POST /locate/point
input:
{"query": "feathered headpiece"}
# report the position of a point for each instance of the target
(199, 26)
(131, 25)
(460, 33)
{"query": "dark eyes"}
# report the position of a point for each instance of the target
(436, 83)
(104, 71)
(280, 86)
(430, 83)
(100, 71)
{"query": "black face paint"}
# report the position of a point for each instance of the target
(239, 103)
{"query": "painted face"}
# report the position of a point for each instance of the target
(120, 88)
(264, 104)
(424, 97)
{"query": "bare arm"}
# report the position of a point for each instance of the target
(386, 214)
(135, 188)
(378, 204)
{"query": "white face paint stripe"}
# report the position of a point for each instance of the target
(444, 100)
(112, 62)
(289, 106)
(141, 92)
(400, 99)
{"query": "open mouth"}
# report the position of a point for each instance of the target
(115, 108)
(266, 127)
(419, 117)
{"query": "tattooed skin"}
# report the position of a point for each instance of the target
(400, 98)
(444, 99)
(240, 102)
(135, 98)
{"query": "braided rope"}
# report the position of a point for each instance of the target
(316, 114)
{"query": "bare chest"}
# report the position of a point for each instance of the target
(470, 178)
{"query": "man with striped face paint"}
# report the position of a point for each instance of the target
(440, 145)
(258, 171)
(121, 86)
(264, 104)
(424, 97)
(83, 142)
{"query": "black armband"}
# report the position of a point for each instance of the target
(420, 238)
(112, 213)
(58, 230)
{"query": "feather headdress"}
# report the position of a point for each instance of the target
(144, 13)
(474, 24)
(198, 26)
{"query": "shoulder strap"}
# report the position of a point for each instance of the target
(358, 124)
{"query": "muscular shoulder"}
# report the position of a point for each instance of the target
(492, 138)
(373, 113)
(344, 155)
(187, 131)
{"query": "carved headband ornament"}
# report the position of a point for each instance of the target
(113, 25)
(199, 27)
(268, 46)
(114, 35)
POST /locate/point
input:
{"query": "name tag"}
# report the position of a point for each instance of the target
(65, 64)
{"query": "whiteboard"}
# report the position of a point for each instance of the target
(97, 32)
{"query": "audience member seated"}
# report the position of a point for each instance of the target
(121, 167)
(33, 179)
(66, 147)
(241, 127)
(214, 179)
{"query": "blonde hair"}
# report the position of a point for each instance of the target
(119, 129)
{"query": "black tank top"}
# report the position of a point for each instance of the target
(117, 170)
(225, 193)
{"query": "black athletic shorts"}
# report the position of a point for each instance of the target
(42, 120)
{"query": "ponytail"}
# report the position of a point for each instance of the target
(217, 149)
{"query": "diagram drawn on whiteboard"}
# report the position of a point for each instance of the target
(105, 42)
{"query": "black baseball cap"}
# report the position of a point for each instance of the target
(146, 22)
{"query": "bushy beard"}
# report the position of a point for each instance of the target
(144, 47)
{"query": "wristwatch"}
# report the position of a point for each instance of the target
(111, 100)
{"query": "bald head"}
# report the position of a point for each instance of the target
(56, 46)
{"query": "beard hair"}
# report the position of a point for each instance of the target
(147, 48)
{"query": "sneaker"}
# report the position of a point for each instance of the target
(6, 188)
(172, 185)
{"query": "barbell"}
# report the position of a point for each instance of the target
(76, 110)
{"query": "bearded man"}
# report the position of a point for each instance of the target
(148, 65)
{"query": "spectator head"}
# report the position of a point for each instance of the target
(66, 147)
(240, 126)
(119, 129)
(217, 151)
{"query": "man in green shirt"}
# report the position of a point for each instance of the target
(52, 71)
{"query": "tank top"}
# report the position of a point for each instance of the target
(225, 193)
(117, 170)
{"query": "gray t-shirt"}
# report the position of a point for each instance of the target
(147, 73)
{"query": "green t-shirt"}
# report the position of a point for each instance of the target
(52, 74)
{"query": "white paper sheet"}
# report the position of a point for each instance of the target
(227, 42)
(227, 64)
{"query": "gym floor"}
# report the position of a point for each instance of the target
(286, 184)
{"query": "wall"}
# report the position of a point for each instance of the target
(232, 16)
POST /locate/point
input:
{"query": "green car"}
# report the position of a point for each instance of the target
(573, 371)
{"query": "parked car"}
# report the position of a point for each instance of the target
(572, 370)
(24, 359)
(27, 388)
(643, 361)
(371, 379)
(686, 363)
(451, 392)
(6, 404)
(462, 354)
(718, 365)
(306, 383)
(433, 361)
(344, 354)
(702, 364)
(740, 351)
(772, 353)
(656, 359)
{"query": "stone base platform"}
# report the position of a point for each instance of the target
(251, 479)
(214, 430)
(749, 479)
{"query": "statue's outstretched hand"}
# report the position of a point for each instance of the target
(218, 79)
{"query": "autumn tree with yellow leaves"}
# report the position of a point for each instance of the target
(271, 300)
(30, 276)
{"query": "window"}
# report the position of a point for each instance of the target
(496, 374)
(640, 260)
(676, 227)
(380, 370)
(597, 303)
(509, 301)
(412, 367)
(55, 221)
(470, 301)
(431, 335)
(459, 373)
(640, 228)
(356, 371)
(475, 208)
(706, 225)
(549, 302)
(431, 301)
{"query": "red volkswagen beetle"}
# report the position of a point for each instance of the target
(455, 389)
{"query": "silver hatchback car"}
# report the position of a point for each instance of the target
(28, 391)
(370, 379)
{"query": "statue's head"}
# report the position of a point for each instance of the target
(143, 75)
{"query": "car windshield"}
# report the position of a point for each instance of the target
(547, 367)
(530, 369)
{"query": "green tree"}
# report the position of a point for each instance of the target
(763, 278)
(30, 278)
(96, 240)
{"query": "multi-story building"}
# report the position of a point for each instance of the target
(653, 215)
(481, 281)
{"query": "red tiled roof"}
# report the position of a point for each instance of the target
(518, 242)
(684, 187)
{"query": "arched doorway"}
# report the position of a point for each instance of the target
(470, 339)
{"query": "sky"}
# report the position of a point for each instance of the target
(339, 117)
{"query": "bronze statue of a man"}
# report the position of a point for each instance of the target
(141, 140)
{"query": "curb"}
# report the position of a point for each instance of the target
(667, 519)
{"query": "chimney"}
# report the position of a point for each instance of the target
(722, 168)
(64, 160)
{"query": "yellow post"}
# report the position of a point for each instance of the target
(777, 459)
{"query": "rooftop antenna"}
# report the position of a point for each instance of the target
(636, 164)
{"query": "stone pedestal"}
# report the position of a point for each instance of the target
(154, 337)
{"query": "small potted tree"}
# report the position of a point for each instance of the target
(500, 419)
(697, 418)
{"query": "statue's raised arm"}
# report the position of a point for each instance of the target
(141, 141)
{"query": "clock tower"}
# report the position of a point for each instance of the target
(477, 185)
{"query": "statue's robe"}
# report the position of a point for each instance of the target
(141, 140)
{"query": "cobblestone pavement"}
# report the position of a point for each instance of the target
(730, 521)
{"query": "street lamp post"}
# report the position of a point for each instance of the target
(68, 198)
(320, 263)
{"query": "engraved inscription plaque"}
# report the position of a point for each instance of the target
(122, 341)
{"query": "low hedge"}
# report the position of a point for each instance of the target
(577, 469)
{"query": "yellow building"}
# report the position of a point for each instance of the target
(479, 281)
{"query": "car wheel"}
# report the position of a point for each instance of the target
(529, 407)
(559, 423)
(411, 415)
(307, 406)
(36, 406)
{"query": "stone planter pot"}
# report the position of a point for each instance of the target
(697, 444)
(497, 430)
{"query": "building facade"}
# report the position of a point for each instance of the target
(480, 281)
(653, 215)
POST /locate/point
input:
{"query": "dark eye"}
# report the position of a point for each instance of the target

####################

▸ Aim of the task: Repeat, without changes, every line from the one that contains "statue of a" through the final line of the data.

▸ In response:
{"query": "bronze statue of a man"}
# report the position of a point for each instance of the target
(141, 140)
{"query": "curb"}
# report the position of a point for each instance of the target
(667, 519)
{"query": "chimney"}
# report the position of a point for each instance of the target
(722, 168)
(64, 160)
{"query": "yellow post"}
# report the position of a point for each instance of the target
(777, 459)
{"query": "rooftop antenna"}
# report the position of a point for each instance of the target
(636, 164)
{"query": "stone pedestal"}
# report the position of a point for each instance of the target
(154, 337)
{"query": "small potted tree"}
# report the position of a point for each instance of the target
(500, 419)
(697, 418)
{"query": "statue's raised arm"}
# report the position of a point for each instance of the target
(141, 141)
{"query": "clock tower"}
# report the position of a point for each instance of the target
(477, 185)
{"query": "statue's robe"}
# report the position of a point for each instance of the target
(141, 140)
{"query": "cobblestone pavement"}
# report the position of a point for each instance of the target
(730, 521)
{"query": "street lamp post"}
# report the position of a point for each instance of the target
(68, 198)
(320, 263)
{"query": "engraved inscription plaque"}
# report the position of a point for each instance of the target
(122, 341)
{"query": "low hedge"}
# report the position of a point for each instance of the target
(577, 469)
{"query": "yellow building"}
# report the position of a point for each instance of the target
(479, 281)
{"query": "car wheel"}
# report the position of a point for each instance of the target
(529, 407)
(559, 423)
(411, 415)
(307, 406)
(36, 406)
{"query": "stone planter pot"}
# report the position of a point for each instance of the target
(697, 444)
(497, 430)
{"query": "building facade"}
# report the position of a point for each instance of the target
(480, 281)
(653, 215)
POST /locate/point
input:
{"query": "dark eye"}
# report the position of a point for each instance of the target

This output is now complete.